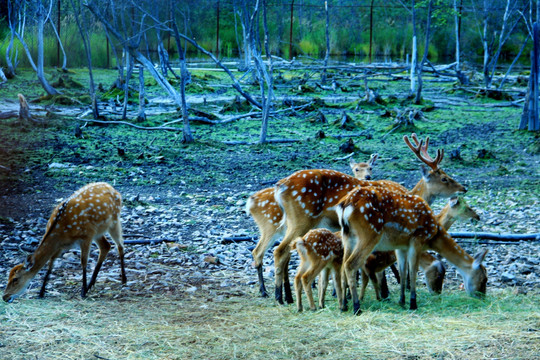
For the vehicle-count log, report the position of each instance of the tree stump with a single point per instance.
(24, 110)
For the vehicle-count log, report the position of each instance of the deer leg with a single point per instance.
(302, 268)
(49, 270)
(402, 265)
(258, 254)
(323, 284)
(262, 288)
(104, 248)
(286, 282)
(307, 280)
(395, 271)
(381, 277)
(85, 251)
(376, 286)
(337, 283)
(412, 258)
(282, 254)
(365, 281)
(116, 234)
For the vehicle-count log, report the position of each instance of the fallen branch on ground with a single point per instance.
(491, 236)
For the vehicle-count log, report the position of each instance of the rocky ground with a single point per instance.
(194, 256)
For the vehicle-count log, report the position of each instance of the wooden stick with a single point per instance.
(491, 236)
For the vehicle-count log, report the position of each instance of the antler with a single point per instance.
(420, 150)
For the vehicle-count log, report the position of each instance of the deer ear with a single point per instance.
(425, 173)
(478, 258)
(29, 262)
(373, 158)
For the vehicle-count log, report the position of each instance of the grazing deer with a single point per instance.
(308, 199)
(267, 215)
(377, 219)
(84, 217)
(319, 250)
(456, 208)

----

O que produzir: Transforme as linhas acima em uma lista numerada, omitindo as linhas em branco e deixando as imagens de fora.

Solução:
1. For the vehicle-count log, report the position of each instance of the tree stump with a single point per instance.
2. (24, 110)
3. For the vehicle-count log, report the position of each instance of the deer leg with a single point per instance.
4. (302, 268)
5. (49, 270)
6. (402, 265)
7. (258, 254)
8. (323, 284)
9. (262, 288)
10. (104, 248)
11. (286, 282)
12. (307, 280)
13. (395, 271)
14. (381, 277)
15. (85, 251)
16. (376, 286)
17. (337, 283)
18. (412, 258)
19. (282, 254)
20. (365, 281)
21. (116, 234)
22. For the vehicle-count log, report the position of each instance of the fallen branch on ground with a single point per instance.
23. (491, 236)
24. For the vehicle-count log, report the position of each instance of the rocky ground with a single point per instance.
25. (194, 256)
26. For the vehicle-count log, report the position of each instance of the wooden stick with a single point per instance.
27. (491, 236)
28. For the vehicle-count log, report the position of each instance of the antler with a single point per instance.
29. (420, 150)
30. For the vehicle-count log, report the position of each instance of the deer ear with a single point per instance.
31. (425, 173)
32. (478, 258)
33. (29, 262)
34. (373, 158)
35. For the vehicle-count log, report the position of each instance of the grazing deer with a single point per instance.
36. (308, 199)
37. (267, 215)
38. (377, 219)
39. (84, 217)
40. (319, 250)
41. (456, 208)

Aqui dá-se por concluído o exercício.